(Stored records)
◆ ◆ ◆ ◆ ◆ ◆ ◆

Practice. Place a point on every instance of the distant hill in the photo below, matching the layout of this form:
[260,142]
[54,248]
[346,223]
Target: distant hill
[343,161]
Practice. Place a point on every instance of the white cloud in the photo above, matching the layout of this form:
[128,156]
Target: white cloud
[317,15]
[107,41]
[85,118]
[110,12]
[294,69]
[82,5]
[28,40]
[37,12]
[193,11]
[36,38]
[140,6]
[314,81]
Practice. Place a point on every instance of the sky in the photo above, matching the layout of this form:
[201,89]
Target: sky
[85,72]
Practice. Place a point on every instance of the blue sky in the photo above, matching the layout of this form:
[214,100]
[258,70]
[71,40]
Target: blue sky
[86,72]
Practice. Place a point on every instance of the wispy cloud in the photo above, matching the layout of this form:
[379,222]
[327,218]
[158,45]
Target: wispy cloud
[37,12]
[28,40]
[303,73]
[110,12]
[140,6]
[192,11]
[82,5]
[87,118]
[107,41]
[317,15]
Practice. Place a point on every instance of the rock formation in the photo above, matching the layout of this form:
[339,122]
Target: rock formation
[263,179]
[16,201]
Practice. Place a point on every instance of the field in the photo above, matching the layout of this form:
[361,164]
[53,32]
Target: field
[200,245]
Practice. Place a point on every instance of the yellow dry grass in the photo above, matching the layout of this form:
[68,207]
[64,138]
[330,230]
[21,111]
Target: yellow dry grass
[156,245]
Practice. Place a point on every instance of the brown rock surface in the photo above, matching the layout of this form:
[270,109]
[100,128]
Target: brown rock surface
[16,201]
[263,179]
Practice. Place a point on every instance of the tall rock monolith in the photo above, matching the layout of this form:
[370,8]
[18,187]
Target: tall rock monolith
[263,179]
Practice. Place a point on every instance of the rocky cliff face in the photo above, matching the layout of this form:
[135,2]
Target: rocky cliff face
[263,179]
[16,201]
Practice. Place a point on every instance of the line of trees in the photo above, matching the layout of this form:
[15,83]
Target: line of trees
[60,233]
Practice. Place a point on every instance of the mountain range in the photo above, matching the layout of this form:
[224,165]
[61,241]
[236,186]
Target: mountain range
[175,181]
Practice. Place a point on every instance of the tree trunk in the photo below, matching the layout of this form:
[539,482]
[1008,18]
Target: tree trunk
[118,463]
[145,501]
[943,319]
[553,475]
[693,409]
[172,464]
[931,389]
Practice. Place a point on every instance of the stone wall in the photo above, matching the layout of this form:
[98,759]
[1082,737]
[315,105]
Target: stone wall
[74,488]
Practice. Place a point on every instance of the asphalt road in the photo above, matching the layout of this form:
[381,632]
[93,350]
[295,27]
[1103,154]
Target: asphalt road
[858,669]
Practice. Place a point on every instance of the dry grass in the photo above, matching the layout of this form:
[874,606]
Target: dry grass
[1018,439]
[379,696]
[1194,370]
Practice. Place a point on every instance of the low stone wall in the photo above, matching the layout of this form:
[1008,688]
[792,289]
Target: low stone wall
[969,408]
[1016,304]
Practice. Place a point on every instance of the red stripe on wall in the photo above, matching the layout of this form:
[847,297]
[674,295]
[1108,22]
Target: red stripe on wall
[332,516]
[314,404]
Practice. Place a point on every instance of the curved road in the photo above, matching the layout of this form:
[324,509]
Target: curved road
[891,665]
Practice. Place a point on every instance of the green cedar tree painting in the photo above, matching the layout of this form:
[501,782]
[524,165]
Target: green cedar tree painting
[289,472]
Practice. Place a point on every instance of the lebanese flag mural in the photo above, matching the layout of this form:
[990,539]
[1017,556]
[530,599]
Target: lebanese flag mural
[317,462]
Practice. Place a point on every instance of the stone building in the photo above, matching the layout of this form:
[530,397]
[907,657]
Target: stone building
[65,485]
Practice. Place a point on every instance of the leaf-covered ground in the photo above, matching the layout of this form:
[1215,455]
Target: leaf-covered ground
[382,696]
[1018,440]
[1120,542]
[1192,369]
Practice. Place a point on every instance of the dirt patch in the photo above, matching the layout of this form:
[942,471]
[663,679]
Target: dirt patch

◆ ◆ ◆ ◆ ◆ ◆ ◆

### WORK INSTRUCTION:
The data should be copied out in full, exactly as it reads.

### FINISHED TASK:
Practice. Place a point on every instance of the distant hill in the photo below, matching the layout of this form:
[260,142]
[54,248]
[346,223]
Target: distant hill
[343,161]
Practice. Place a point on every instance of the white cloud in the photo above, matching the layout of this form:
[128,156]
Target: white cloud
[317,15]
[107,41]
[85,118]
[110,12]
[294,69]
[82,5]
[28,40]
[37,12]
[193,11]
[36,38]
[140,6]
[314,81]
Practice. Place a point on every instance of the sky in the photo above, matching the layout of this form:
[201,89]
Target: sky
[85,72]
Practice. Place a point on every instance of the blue sky in the photo above, matching the layout of this form:
[214,100]
[258,70]
[71,40]
Target: blue sky
[86,72]
Practice. Place a point on every instance of the wispy cloud in the photo above, matching the layout of this form:
[379,222]
[327,218]
[158,45]
Target: wispy cloud
[37,12]
[28,40]
[303,73]
[110,12]
[140,6]
[192,11]
[82,5]
[87,118]
[107,41]
[317,15]
Practice. Place a point on every instance of the rock formation in the photo above, matching the layout of this form:
[339,122]
Target: rock formation
[263,179]
[16,201]
Practice. Place a point on every instance of the field in the photo above, matching the layout of this form:
[361,164]
[53,32]
Target: field
[200,245]
Practice. Place a point on every instance of the yellow dry grass in the photo above, matching the layout of this form:
[68,207]
[64,138]
[330,230]
[21,111]
Target: yellow dry grass
[156,245]
Practice. Place a point on every instance of the brown rock surface in the photo above, matching the layout of this form:
[270,109]
[100,128]
Target: brown rock surface
[16,201]
[263,179]
Practice. Place a point on every instance of the tall rock monolith in the photo above, matching the layout of this form:
[370,8]
[18,187]
Target: tall rock monolith
[263,179]
Practice. Place a point on every instance of the rocky cliff face in the photo above, matching the layout of this form:
[135,2]
Target: rocky cliff face
[263,179]
[16,201]
Practice. Place a point on every instance of the line of trees in the photo above, matching the layout of this form:
[15,83]
Target: line of trees
[60,233]
Practice. Place a point on every instance of the mountain range in the photo above, matching the layout of this form:
[224,165]
[61,241]
[236,186]
Target: mountain range
[175,181]
Practice. Place a point on every instance of the tree trunk in the photo below, matching the layout of this form:
[539,482]
[1008,18]
Target: tree trunk
[118,463]
[145,501]
[943,319]
[553,475]
[693,409]
[172,464]
[931,389]
Practice. Place a point on every instance of the stone wall in the photo above, matching the layout of this form:
[98,759]
[1082,737]
[315,105]
Target: stone wall
[74,488]
Practice. Place a point on every instance of the asphalt road in the photo above, matching the layout of this form:
[381,632]
[93,350]
[295,27]
[1103,154]
Target: asphalt road
[858,669]
Practice. Place a point on every instance of the dry grass in the photo above, matching the layout of this form:
[874,606]
Target: dry grass
[1018,439]
[379,696]
[1194,370]
Practice. Place a point on every instance of the low stone wall in the photo above, matching the layout of this form:
[1008,688]
[792,289]
Target: low stone wall
[969,408]
[1016,304]
Practice. Place a point on every instance of the red stripe on wall in the photo above, matching the layout of this form:
[847,297]
[674,295]
[1108,22]
Target: red stripe on wall
[332,516]
[314,404]
Practice. Place a point on every instance of the curved road in the photo above, matching the layout of this form:
[324,509]
Target: curved road
[891,665]
Practice. Place a point on every instance of the green cedar tree painting in the photo above, matching the layout of this form:
[501,782]
[524,165]
Target: green cedar tree painting
[289,472]
Practice. Place a point on every instance of the lebanese flag mural in the photo above, matching the layout of this form:
[990,539]
[1017,556]
[530,599]
Target: lebanese flag mural
[317,462]
Practice. Place a point on every instance of the stone building in the photo above, matching the layout of this form:
[530,397]
[907,657]
Target: stone building
[65,485]
Practice. Place a point on every instance of the leaf-covered ground in the photo above, matching the layout of this form:
[1215,455]
Target: leaf-covered ground
[382,696]
[1018,440]
[1120,542]
[1192,369]
Practice. Place a point on every instance of the dirt patch in the photo above, matching the layout of this form:
[942,471]
[663,679]
Target: dirt patch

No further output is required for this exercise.